■ MATERIAL SHOWN:
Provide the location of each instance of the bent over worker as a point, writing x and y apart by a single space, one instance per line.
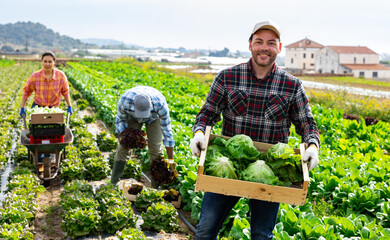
138 106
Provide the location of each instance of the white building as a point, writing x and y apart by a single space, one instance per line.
359 61
300 56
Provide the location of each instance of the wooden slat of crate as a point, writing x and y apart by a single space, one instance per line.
292 195
46 118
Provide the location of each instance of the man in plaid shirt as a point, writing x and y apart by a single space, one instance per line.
260 100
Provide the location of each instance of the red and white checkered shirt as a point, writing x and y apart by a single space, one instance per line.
260 108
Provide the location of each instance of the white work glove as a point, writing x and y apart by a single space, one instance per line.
198 143
311 157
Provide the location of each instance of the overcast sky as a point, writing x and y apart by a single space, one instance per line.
209 24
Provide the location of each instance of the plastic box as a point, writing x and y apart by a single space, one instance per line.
47 129
47 139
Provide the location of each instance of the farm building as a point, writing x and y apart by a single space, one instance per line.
357 60
300 56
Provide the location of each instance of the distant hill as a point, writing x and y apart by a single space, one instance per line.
38 36
101 41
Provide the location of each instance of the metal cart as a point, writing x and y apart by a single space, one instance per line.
48 169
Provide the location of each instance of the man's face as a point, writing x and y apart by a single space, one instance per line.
265 47
48 63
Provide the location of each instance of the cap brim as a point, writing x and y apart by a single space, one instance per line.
142 114
268 27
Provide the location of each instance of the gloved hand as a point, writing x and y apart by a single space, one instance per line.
70 111
311 157
198 143
22 112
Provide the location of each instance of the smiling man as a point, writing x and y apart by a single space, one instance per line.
262 101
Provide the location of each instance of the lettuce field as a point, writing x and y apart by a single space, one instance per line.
349 192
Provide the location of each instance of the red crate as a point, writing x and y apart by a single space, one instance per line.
46 139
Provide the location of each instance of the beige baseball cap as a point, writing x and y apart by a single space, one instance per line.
267 24
142 105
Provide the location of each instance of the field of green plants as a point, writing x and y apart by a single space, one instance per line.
349 192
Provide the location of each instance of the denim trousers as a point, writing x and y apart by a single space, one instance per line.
216 207
154 135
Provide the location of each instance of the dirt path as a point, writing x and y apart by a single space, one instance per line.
47 222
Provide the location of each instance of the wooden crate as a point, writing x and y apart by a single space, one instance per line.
295 195
46 118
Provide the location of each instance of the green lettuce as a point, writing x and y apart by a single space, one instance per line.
285 163
241 147
259 171
218 165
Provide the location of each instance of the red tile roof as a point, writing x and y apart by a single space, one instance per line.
366 66
305 43
352 50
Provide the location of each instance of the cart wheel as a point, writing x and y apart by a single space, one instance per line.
46 183
63 155
30 157
46 167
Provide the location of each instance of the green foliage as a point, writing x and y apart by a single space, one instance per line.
218 165
147 197
130 234
95 168
160 216
80 222
106 142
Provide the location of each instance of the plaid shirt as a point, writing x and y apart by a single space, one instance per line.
159 110
260 108
47 92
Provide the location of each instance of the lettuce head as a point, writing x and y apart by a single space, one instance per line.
260 172
241 147
218 165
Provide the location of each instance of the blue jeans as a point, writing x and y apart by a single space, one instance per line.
216 207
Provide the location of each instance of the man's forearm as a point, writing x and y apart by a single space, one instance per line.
169 152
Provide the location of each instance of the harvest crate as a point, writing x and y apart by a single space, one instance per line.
46 139
47 129
295 195
47 118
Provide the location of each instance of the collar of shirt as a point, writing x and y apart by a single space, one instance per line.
269 75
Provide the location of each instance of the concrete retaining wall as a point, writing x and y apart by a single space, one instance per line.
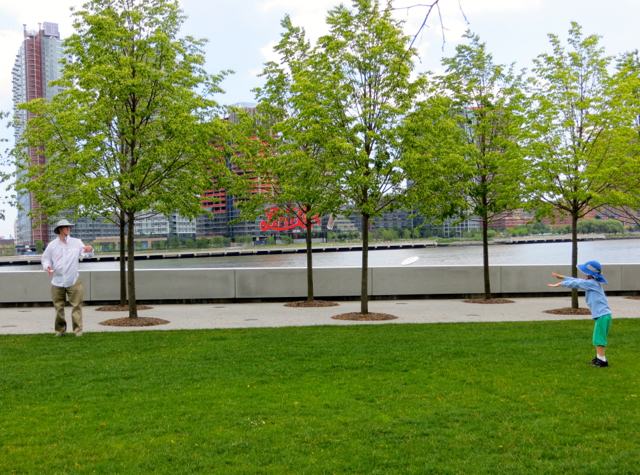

■ TASK ITEM:
Pictures stay out of the copy, while everything else in the records above goes in exactly as written.

■ THE COMPLETED TASK:
Provide the location of each instance of the bent over worker as a point, writing x and y apart by a single space, one instance per line.
138 106
Provide the location of each instance of the white building as a point, writing x and y apart by a single space, one instance per line.
359 61
300 56
Provide the location of each instance of the wooden slat of crate as a point, writing x and y apart by a single space, one instance per line.
292 195
46 118
Provide the location of each instance of the man in plaid shirt as a point, writing x and y apart by a single space, one instance per line.
260 100
Provide the location of each instance of the red and white checkered shirt as a point, writing x and y apart by a single space, one instance per line.
260 108
Provide the location of each instance of the white work glove as a point, writing x and y apart by a single space, one instance per line.
198 143
311 157
Provide the location of each instance of the overcast sky as a point, writing x and y apart by a single space, one instance per line.
209 24
Provide the location of each instance of the plastic box as a point, writing x and y apart by a single space, one instance per line.
47 129
47 139
Provide the location of each instance of the farm building as a point, writing x and y apart by a single space, one instance per line.
357 60
300 56
Provide the location of each instance of the distant hill as a point, writing x and y apart by a single space, one instance per line.
38 36
101 41
Provide the location of each instance of the metal cart as a point, writing x and y apart by a single space, one instance per line.
48 169
Provide the location of each instance of the man's face as a point, writing x and y apart by a single space, one instance per line.
265 47
48 63
Provide the location of each instance of the cap brim as a point, writing x and y apart by a single space, one instance per line.
142 114
268 27
Provide the location of each instance of the gloved hand as a point, writing x and y apart by a single space, one instance per line.
70 111
311 157
198 143
22 112
Provide the location of each instance of the smiling man as a point, writing x and y apart by a single space, one instance per line.
262 101
Provide the location of each instance of the lettuce field as a point, writing x and y apart by a single space, one instance per line.
349 192
Provide the location of each instance of the red crate as a point, writing x and y apart by a single space, one instance per line.
46 139
Provide the location of each instance of the beige baseball cap as a point, writing x and y apart by a single space, one instance per line.
267 24
142 105
Provide the location of each instance of the field of green plants as a point, writing x and y apart by a single space, one instance per line.
349 192
Provide the location of each instance of the denim trousers as a point, writing x and y apart by a single space, one instance per line.
216 207
154 135
Provide the location of each instance of the dirt path as a point, writing x and y apart by a single space, one instance per line.
47 222
Provide the location of each instance of the wooden crate as a point, writing x and y apart by a single space, one instance per line.
295 195
46 118
Provide the location of each instance of the green lettuce as a point, writing x and y apart by a single space, one instance per line.
285 163
241 147
259 171
218 165
Provide the location of each instance of the red tile roof as a point, writing x and y apart by a single space, one instance per line.
366 66
305 43
352 50
Provide the location of each instance of the cart wheel as a point, writing x and y apart by a single space, one instance per line.
46 183
63 155
30 157
46 167
Provide the location of each instance of the green foliage as a point, writing x and y apart by a single space, one instance per line.
218 165
147 197
130 234
95 168
160 216
80 222
106 142
Provide the location of each instance of the plaid shirt as a point, writing x and y apart by a single space, one instance per line.
159 110
260 108
47 92
Provide the location of each instance of the lettuce head as a point, writing x and y apart by a single space, one instance per line.
260 172
241 147
218 165
Provide the location of each instance of the blue jeans as a point, writing x and y apart by a single space, one instance per line.
216 207
Provide the location of each instance of the man's forearm as a point, writing x and y apart by a single space, one instance per line.
169 152
Provide the location of each instance of the harvest crate as a point, writing x and y apart by a single space, one instance per line.
46 139
47 129
295 195
47 118
Provide the location of each instance of the collar of shirt as a point, writing x and y apart by a single space, one instance per line.
269 75
Provide the location of each instance of the concrete retaining wall as a point, writing x and y apart by a single space, one instance per line.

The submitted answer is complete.